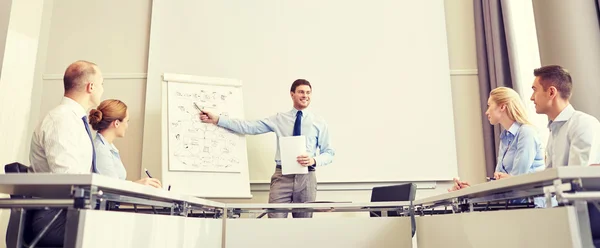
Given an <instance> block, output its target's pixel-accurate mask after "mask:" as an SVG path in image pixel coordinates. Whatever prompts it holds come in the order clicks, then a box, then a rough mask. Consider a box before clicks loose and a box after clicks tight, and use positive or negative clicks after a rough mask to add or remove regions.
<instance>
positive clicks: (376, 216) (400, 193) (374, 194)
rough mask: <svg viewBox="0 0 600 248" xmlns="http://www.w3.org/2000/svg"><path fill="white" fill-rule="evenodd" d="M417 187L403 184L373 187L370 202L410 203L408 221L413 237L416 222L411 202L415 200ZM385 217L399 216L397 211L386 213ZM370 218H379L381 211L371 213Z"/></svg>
mask: <svg viewBox="0 0 600 248" xmlns="http://www.w3.org/2000/svg"><path fill="white" fill-rule="evenodd" d="M416 193H417V185H416V184H414V183H405V184H399V185H392V186H382V187H373V190H372V191H371V202H388V201H408V202H410V220H411V229H412V230H411V231H412V236H413V237H414V236H415V232H416V222H415V212H414V207H413V205H412V202H413V201H414V200H415V195H416ZM386 212H387V216H400V213H399V211H386ZM370 215H371V217H381V216H382V213H381V211H371V212H370Z"/></svg>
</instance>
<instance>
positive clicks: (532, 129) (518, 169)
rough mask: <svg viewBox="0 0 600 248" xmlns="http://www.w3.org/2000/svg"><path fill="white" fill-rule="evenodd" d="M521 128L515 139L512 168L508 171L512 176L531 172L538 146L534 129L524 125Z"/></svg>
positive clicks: (536, 154)
mask: <svg viewBox="0 0 600 248" xmlns="http://www.w3.org/2000/svg"><path fill="white" fill-rule="evenodd" d="M521 129H522V130H521V131H520V132H519V135H518V136H517V140H516V148H517V150H516V152H515V155H514V160H513V166H512V167H513V168H512V170H511V171H510V174H511V175H513V176H516V175H522V174H525V173H528V172H531V171H530V170H531V168H532V165H533V164H534V161H535V158H536V155H537V153H538V148H539V144H538V143H539V141H538V140H537V136H536V133H535V130H534V129H532V128H529V127H526V126H523V127H522V128H521Z"/></svg>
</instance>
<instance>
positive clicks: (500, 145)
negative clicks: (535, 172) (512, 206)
mask: <svg viewBox="0 0 600 248" xmlns="http://www.w3.org/2000/svg"><path fill="white" fill-rule="evenodd" d="M544 168H545V165H544V153H543V152H542V146H541V142H540V137H539V134H538V132H537V130H536V129H535V127H533V126H531V125H521V124H520V123H517V122H515V123H513V124H512V126H511V127H510V128H509V129H508V130H504V131H502V133H501V134H500V147H499V149H498V162H497V164H496V172H504V173H506V174H510V175H511V176H516V175H522V174H526V173H532V172H536V171H542V170H544Z"/></svg>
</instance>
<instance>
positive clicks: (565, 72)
mask: <svg viewBox="0 0 600 248" xmlns="http://www.w3.org/2000/svg"><path fill="white" fill-rule="evenodd" d="M533 74H534V76H535V80H534V82H533V87H532V88H533V94H532V96H531V100H532V101H533V102H534V103H535V110H536V112H537V113H538V114H545V115H547V116H548V120H549V122H548V128H549V129H550V137H549V139H548V145H547V147H546V168H552V167H560V166H588V165H590V164H598V163H599V162H600V122H598V119H596V118H595V117H593V116H591V115H588V114H586V113H583V112H581V111H577V110H575V109H574V108H573V106H571V104H570V103H569V99H570V97H571V89H572V88H573V82H572V79H571V75H570V74H569V72H567V71H566V70H565V69H563V68H562V67H560V66H558V65H549V66H544V67H541V68H538V69H535V70H534V71H533ZM587 208H588V211H589V219H590V224H591V225H590V227H591V231H592V239H594V240H595V244H596V246H597V247H600V246H599V245H600V242H598V241H599V240H600V212H598V209H597V208H596V207H595V206H594V205H593V204H592V203H588V206H587Z"/></svg>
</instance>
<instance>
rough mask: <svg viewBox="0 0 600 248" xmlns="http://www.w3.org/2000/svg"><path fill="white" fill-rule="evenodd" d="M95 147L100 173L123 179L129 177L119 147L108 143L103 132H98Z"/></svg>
mask: <svg viewBox="0 0 600 248" xmlns="http://www.w3.org/2000/svg"><path fill="white" fill-rule="evenodd" d="M94 148H96V168H97V169H98V173H99V174H101V175H105V176H109V177H114V178H119V179H122V180H125V179H126V178H127V171H126V170H125V166H123V162H122V161H121V156H120V155H119V149H117V147H116V146H115V145H114V144H111V143H108V141H106V139H105V138H104V136H102V134H100V133H97V134H96V138H95V139H94Z"/></svg>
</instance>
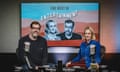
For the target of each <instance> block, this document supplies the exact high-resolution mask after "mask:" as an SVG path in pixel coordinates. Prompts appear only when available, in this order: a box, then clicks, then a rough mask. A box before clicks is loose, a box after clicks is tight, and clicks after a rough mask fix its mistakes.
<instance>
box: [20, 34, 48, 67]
mask: <svg viewBox="0 0 120 72" xmlns="http://www.w3.org/2000/svg"><path fill="white" fill-rule="evenodd" d="M25 42H29V43H30V49H29V53H27V54H26V52H25V50H24V48H25V44H24V43H25ZM25 55H27V56H28V59H29V62H30V64H31V66H33V67H34V66H36V65H40V66H41V65H44V64H47V56H48V52H47V42H46V40H45V39H44V38H43V37H41V36H38V38H37V40H31V39H30V38H29V36H28V35H27V36H25V37H22V38H21V39H20V40H19V45H18V56H19V58H20V59H21V61H22V62H23V63H24V64H26V60H25V57H24V56H25Z"/></svg>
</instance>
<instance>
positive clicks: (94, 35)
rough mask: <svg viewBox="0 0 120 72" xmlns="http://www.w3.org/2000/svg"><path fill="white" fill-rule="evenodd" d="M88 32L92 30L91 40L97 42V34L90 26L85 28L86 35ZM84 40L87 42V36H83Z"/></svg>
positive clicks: (84, 30) (85, 27) (83, 39)
mask: <svg viewBox="0 0 120 72" xmlns="http://www.w3.org/2000/svg"><path fill="white" fill-rule="evenodd" d="M86 30H90V32H91V34H92V36H91V39H92V40H96V36H95V32H94V30H93V28H92V27H90V26H87V27H85V29H84V34H85V31H86ZM83 40H85V36H84V35H83Z"/></svg>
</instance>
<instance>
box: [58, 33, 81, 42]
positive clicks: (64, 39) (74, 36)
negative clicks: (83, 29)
mask: <svg viewBox="0 0 120 72" xmlns="http://www.w3.org/2000/svg"><path fill="white" fill-rule="evenodd" d="M57 36H59V37H60V38H61V40H77V39H82V36H81V35H80V34H77V33H72V37H71V38H70V39H67V38H66V36H65V32H64V33H60V34H58V35H57Z"/></svg>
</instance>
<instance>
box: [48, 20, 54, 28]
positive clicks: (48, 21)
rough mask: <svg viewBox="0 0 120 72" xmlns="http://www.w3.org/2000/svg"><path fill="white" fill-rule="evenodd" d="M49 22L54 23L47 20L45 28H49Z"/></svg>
mask: <svg viewBox="0 0 120 72" xmlns="http://www.w3.org/2000/svg"><path fill="white" fill-rule="evenodd" d="M50 22H55V21H54V20H48V21H47V23H46V27H47V28H49V23H50Z"/></svg>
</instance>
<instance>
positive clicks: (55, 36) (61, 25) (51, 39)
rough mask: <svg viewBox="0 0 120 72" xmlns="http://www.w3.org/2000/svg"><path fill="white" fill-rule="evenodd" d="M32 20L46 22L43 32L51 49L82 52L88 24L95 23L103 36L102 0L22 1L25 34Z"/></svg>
mask: <svg viewBox="0 0 120 72" xmlns="http://www.w3.org/2000/svg"><path fill="white" fill-rule="evenodd" d="M32 21H38V22H40V24H41V25H42V27H41V32H40V35H41V36H43V37H44V38H46V40H47V43H48V52H49V53H58V54H59V53H64V54H66V55H64V57H63V56H61V57H57V56H56V55H54V58H55V59H56V60H57V59H62V60H64V62H65V61H66V60H67V59H68V54H67V53H78V51H79V46H80V43H81V40H82V38H83V32H84V28H85V27H87V26H91V27H92V28H93V29H94V30H95V34H96V37H97V40H99V3H98V2H78V3H75V2H74V3H69V2H64V3H63V2H53V3H40V2H32V3H21V36H25V35H27V34H28V33H29V30H30V28H29V26H30V23H31V22H32Z"/></svg>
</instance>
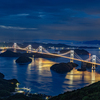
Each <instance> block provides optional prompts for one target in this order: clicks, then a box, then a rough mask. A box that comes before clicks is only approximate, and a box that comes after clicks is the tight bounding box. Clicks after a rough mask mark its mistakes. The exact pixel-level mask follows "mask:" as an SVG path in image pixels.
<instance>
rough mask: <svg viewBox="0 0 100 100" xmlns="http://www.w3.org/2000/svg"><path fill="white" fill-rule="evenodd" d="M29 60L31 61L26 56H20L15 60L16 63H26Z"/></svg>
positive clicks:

·····

WHAT THE TASK ASKS —
What is wanted is a copy of every line in the listing that includes the word "this".

TASK SOLUTION —
For the target of each <instance> block, this document supplies the exact high-resolution mask after "mask:" as an SVG path in pixel coordinates. Prompts appear only when available, in this order: a box, then clicks, then a rough mask. A box before clicks is loose, a box after clicks is tight, and clicks after a rough mask fix its mistakes.
Each <instance> block provides optional prompts for one target in this order: clicks, then a box, then a rough mask. A box that comes before clicks is only approximate, and a box that comes after clicks is the tight bounding box. Clicks after a rough mask mark its mistakes. The exact pixel-level mask follows "mask:" as an SVG path in image pixels.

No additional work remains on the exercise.